* Exercise details *
Retyping each entry exactly is the whole task.

* Source records *

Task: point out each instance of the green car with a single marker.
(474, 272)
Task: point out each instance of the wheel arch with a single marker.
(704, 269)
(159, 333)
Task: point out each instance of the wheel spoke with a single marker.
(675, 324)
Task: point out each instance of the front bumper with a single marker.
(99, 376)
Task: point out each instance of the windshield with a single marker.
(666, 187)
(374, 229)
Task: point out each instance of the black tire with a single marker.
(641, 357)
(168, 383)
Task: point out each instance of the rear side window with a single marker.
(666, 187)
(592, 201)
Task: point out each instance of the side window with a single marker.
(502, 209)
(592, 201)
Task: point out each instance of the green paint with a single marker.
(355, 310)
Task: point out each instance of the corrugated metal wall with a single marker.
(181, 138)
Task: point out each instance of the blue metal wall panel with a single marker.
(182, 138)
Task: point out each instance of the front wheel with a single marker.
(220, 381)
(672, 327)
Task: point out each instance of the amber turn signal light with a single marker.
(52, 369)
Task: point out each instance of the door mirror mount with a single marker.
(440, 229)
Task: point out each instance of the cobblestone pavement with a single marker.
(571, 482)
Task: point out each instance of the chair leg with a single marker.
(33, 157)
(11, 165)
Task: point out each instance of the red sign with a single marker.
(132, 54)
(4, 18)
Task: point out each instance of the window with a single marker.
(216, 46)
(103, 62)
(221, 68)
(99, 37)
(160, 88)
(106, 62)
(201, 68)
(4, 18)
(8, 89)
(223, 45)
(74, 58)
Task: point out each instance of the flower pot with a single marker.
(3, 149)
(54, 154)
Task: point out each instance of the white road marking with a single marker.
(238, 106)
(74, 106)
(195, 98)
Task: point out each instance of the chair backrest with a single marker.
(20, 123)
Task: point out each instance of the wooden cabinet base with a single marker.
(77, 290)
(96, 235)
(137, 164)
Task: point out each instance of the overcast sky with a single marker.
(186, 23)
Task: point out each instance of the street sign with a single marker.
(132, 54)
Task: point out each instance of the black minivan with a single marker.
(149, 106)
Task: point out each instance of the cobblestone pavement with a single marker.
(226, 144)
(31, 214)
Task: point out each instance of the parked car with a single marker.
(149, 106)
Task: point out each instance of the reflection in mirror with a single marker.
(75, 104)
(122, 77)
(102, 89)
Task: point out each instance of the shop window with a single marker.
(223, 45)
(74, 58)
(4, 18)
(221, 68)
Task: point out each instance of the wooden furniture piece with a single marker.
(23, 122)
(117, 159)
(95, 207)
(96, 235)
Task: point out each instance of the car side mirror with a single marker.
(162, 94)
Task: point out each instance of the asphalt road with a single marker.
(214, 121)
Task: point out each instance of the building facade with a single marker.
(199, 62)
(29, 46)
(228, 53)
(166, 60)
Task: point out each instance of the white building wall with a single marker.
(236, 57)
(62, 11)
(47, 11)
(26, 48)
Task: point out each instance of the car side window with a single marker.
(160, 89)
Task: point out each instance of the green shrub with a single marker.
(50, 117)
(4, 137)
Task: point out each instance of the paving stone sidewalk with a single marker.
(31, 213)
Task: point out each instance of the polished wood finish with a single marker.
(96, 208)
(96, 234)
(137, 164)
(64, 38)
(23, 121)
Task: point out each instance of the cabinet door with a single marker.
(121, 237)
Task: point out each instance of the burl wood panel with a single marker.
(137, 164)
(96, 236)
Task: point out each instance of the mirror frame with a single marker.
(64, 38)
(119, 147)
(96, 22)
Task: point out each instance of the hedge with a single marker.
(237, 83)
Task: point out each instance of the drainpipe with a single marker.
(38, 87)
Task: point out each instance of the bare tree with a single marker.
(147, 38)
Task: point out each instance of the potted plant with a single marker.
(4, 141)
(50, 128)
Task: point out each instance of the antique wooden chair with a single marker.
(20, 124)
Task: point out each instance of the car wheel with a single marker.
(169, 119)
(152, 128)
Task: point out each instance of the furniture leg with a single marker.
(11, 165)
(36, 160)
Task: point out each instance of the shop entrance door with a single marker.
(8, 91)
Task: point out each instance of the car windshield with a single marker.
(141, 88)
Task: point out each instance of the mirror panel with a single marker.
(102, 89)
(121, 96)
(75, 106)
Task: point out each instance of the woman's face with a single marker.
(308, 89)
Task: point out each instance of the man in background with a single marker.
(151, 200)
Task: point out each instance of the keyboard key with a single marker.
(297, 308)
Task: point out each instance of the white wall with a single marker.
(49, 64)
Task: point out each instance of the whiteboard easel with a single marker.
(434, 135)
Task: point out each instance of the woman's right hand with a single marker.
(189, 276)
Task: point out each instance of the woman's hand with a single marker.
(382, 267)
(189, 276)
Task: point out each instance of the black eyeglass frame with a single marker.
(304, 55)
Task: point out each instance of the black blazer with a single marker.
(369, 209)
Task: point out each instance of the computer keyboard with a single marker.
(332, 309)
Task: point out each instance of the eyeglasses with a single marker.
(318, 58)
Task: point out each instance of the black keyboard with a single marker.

* Exercise response *
Task: point out each instance of the green car with a single marker.
(474, 272)
Task: point out each instance of the wheel arch with a single marker.
(704, 269)
(159, 333)
Task: point out each instance of the wheel spoke with a single marker.
(675, 324)
Task: point out each instance of the front bumper with a single marker.
(99, 376)
Task: point out each instance of the windshield with a single marker.
(666, 187)
(374, 229)
Task: point out each instance of the black tire with a single marker.
(641, 357)
(168, 383)
Task: point out each instance of the rear side window with a single marker.
(666, 187)
(592, 201)
Task: point out each instance of the side window with a single marker.
(502, 209)
(592, 201)
Task: point out each instance of the green paint with a single marker.
(355, 310)
Task: point out each instance of the corrugated metal wall with a single marker.
(181, 138)
Task: point out each instance of the blue metal wall panel with a single marker.
(182, 138)
Task: point out each instance of the front wheel with a single marker.
(220, 381)
(672, 327)
Task: point out each instance of the amber turn signal light with a single marker.
(52, 369)
Task: point out each instance of the door mirror mount with a single marker.
(440, 229)
Task: point out each instance of the cobblestone pavement with a single marker.
(571, 482)
Task: point out each instance of the chair leg with a single marker.
(33, 157)
(11, 165)
Task: point out each instance of the red sign with a single marker.
(132, 54)
(4, 18)
Task: point out each instance of the window with a single marker.
(216, 46)
(103, 62)
(221, 68)
(99, 37)
(160, 88)
(106, 62)
(201, 68)
(4, 18)
(8, 89)
(223, 45)
(74, 58)
Task: point out each instance of the flower pot with a single marker.
(3, 149)
(54, 154)
Task: point out each instance of the white road marking with a single marker.
(238, 106)
(74, 106)
(195, 98)
Task: point out each instance of the chair backrest with a single marker.
(20, 123)
Task: point out each instance of the wooden cabinet base with a single marker.
(77, 290)
(96, 235)
(137, 164)
Task: point out each instance of the overcast sky with a single marker.
(186, 23)
Task: point out each instance of the street sign with a single marker.
(132, 54)
Task: point out each instance of the black minivan with a single marker.
(149, 106)
Task: point out each instance of the cobblestone pavement with a single marker.
(226, 144)
(31, 214)
Task: point out each instance of the parked car with a single marker.
(149, 106)
Task: point out each instance of the reflection in mirror with a single marker.
(75, 104)
(122, 77)
(102, 89)
Task: point out each instance of the shop window with a single marker.
(223, 45)
(74, 58)
(4, 18)
(221, 68)
Task: point out each instance of the wooden furniture piece with a single marker.
(23, 122)
(117, 159)
(95, 207)
(96, 235)
Task: point out each instance of the car side mirror with a single marker.
(162, 94)
Task: point out each instance of the asphalt road with a single marker.
(214, 121)
Task: point out each instance of the building facade with a single marker.
(199, 62)
(29, 46)
(228, 53)
(166, 60)
Task: point out each instance of the white building wall with a single marker.
(236, 57)
(62, 11)
(47, 11)
(26, 48)
Task: point out each instance of the car side window with a single marker.
(160, 89)
Task: point out each instance of the green shrub with a single marker.
(50, 117)
(4, 137)
Task: point out each instance of the paving stone sidewalk with a single marker.
(31, 213)
Task: point out each instance of the polished wood finish with a single marker.
(96, 208)
(96, 234)
(137, 164)
(64, 38)
(23, 121)
Task: point out each instance of the cabinet door with a single marker.
(121, 237)
Task: point out each instance of the burl wood panel with a single marker.
(137, 164)
(96, 236)
Task: point out each instance of the mirror frame with a single marker.
(64, 38)
(119, 147)
(96, 22)
Task: point out each instance of the hedge with a single marker.
(237, 83)
Task: point out each instance of the drainpipe with a single marker.
(38, 87)
Task: point out each instance of the bare tree with a single marker.
(147, 38)
Task: point out each instance of the potted plant with a single marker.
(4, 141)
(50, 128)
Task: point out each instance of the antique wooden chair with a single marker.
(20, 124)
Task: point out each instance of the car wheel with a single marker.
(169, 119)
(152, 128)
Task: point out each instance of the furniture leg with a single marker.
(11, 165)
(36, 160)
Task: point out each instance of the shop entrance door with a single marker.
(8, 91)
Task: point out each instance of the car windshield with a single marker.
(141, 88)
Task: point out each instance of the mirror panel with a single marker.
(102, 89)
(121, 96)
(75, 106)
Task: point out each instance of the woman's face with a single marker.
(308, 89)
Task: point out each instance of the man in background with a single marker.
(151, 200)
Task: point out each instance of the keyboard key with a single marker.
(297, 308)
Task: point out each instance of the white wall with a single marker.
(49, 64)
Task: point out each instance of the whiteboard easel with a single marker.
(434, 135)
Task: point out each instance of the woman's right hand with a single marker.
(189, 276)
Task: point out each instance of the woman's hand with a single marker.
(382, 267)
(189, 276)
Task: point out each instance of the black eyeglass frame with a single marker.
(304, 55)
Task: point out each instance of the black blazer with a single marker.
(369, 209)
Task: point out each instance of the computer keyboard with a single marker.
(332, 309)
Task: point out each instance of the eyeglasses with a single marker.
(318, 58)
Task: point out each instance of the black keyboard with a single marker.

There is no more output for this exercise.